Please transcribe the following records in full, exactly as given.
EXTRACTED MATERIAL START
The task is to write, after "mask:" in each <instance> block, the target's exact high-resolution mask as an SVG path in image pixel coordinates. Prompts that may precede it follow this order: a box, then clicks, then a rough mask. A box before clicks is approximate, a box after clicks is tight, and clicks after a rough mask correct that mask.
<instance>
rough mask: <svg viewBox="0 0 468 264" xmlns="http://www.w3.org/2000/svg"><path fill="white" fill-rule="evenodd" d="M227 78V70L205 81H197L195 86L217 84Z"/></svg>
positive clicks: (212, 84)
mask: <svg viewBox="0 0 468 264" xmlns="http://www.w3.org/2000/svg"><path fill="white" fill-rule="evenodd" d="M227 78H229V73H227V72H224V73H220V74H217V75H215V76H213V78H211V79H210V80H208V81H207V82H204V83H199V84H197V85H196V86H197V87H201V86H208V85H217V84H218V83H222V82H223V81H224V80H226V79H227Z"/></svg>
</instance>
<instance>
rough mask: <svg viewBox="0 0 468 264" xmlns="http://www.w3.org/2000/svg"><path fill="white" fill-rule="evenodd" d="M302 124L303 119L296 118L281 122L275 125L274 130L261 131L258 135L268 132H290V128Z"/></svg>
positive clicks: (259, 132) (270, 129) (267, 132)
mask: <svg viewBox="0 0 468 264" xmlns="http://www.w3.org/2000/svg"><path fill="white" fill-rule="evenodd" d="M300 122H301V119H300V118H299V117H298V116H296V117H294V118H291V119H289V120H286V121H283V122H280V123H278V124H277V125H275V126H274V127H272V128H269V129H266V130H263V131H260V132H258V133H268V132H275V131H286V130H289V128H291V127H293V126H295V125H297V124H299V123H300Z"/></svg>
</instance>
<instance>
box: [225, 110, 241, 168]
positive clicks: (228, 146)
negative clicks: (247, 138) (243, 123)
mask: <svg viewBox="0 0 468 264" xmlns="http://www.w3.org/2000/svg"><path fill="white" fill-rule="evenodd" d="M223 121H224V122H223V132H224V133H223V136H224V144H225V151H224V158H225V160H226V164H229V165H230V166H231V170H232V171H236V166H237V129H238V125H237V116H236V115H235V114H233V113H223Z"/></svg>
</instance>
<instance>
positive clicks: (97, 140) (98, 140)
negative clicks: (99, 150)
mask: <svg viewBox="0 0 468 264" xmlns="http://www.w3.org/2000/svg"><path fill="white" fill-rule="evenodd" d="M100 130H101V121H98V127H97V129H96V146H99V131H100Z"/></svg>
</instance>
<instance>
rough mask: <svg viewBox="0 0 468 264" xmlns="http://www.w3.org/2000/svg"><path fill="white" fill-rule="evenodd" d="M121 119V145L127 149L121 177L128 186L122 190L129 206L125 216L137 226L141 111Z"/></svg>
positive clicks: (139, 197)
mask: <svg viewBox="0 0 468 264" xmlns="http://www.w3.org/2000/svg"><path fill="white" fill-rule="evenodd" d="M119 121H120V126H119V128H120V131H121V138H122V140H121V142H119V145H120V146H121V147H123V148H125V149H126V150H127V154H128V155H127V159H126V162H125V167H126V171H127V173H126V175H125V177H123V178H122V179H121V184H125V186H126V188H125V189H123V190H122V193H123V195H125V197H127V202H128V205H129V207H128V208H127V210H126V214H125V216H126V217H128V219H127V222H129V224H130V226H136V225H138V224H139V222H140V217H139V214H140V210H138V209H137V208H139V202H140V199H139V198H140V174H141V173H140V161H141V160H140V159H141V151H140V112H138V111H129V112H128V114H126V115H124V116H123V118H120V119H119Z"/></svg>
EXTRACTED MATERIAL END
■ **ANSWER BELOW**
The task is to write, after "mask:" in each <instance> block, the target's exact high-resolution mask as an SVG path in image pixel coordinates. Prompts that may precede it follow this order: a box, then clicks, then a rough mask. A box before clicks is approximate, a box after clicks is tight, and clicks after a rough mask correct that mask.
<instance>
rough mask: <svg viewBox="0 0 468 264" xmlns="http://www.w3.org/2000/svg"><path fill="white" fill-rule="evenodd" d="M227 78V70L205 81H197L195 86L217 84Z"/></svg>
positive clicks: (212, 84)
mask: <svg viewBox="0 0 468 264" xmlns="http://www.w3.org/2000/svg"><path fill="white" fill-rule="evenodd" d="M227 78H229V73H227V72H224V73H220V74H217V75H215V76H213V78H211V79H210V80H208V81H207V82H204V83H199V84H197V85H196V86H197V87H201V86H208V85H217V84H218V83H222V82H223V81H224V80H226V79H227Z"/></svg>
</instance>
<instance>
rough mask: <svg viewBox="0 0 468 264" xmlns="http://www.w3.org/2000/svg"><path fill="white" fill-rule="evenodd" d="M302 124L303 119L296 118L281 122L275 125L274 130L261 131L258 135L268 132H290V128Z"/></svg>
positive clicks: (259, 132) (270, 129) (267, 132)
mask: <svg viewBox="0 0 468 264" xmlns="http://www.w3.org/2000/svg"><path fill="white" fill-rule="evenodd" d="M300 122H301V119H300V118H299V117H298V116H296V117H294V118H291V119H289V120H286V121H283V122H280V123H278V124H277V125H275V126H274V127H272V128H269V129H266V130H263V131H260V132H258V133H268V132H275V131H286V130H289V128H291V127H293V126H295V125H297V124H299V123H300Z"/></svg>
</instance>
<instance>
box: [225, 110, 241, 168]
positive clicks: (228, 146)
negative clicks: (247, 138) (243, 123)
mask: <svg viewBox="0 0 468 264" xmlns="http://www.w3.org/2000/svg"><path fill="white" fill-rule="evenodd" d="M223 121H224V122H223V132H224V133H223V136H224V144H225V151H224V158H225V160H226V164H229V165H230V166H231V170H232V171H236V166H237V129H238V125H237V116H236V115H235V114H233V113H223Z"/></svg>
</instance>
<instance>
positive clicks: (97, 140) (98, 140)
negative clicks: (99, 150)
mask: <svg viewBox="0 0 468 264" xmlns="http://www.w3.org/2000/svg"><path fill="white" fill-rule="evenodd" d="M100 130H101V121H98V127H97V129H96V146H99V131H100Z"/></svg>
</instance>
<instance>
rough mask: <svg viewBox="0 0 468 264" xmlns="http://www.w3.org/2000/svg"><path fill="white" fill-rule="evenodd" d="M121 119V145L127 149L121 177L128 186L122 190L129 206L125 216L137 226L141 111Z"/></svg>
positive clicks: (139, 197)
mask: <svg viewBox="0 0 468 264" xmlns="http://www.w3.org/2000/svg"><path fill="white" fill-rule="evenodd" d="M119 121H120V126H119V128H120V131H121V138H122V140H121V142H119V145H120V146H121V147H123V148H125V149H126V150H127V154H128V155H127V159H126V162H125V167H126V171H127V173H126V175H125V177H123V178H122V179H121V184H125V186H126V188H125V189H123V190H122V193H123V195H125V197H127V202H128V205H129V207H128V208H127V210H126V214H125V216H126V217H128V219H127V222H129V224H130V226H136V225H138V224H139V222H140V217H139V214H140V210H138V209H137V208H139V202H140V199H139V198H140V174H141V173H140V161H141V160H140V159H141V151H140V112H138V111H129V112H128V114H126V115H124V116H123V118H120V119H119Z"/></svg>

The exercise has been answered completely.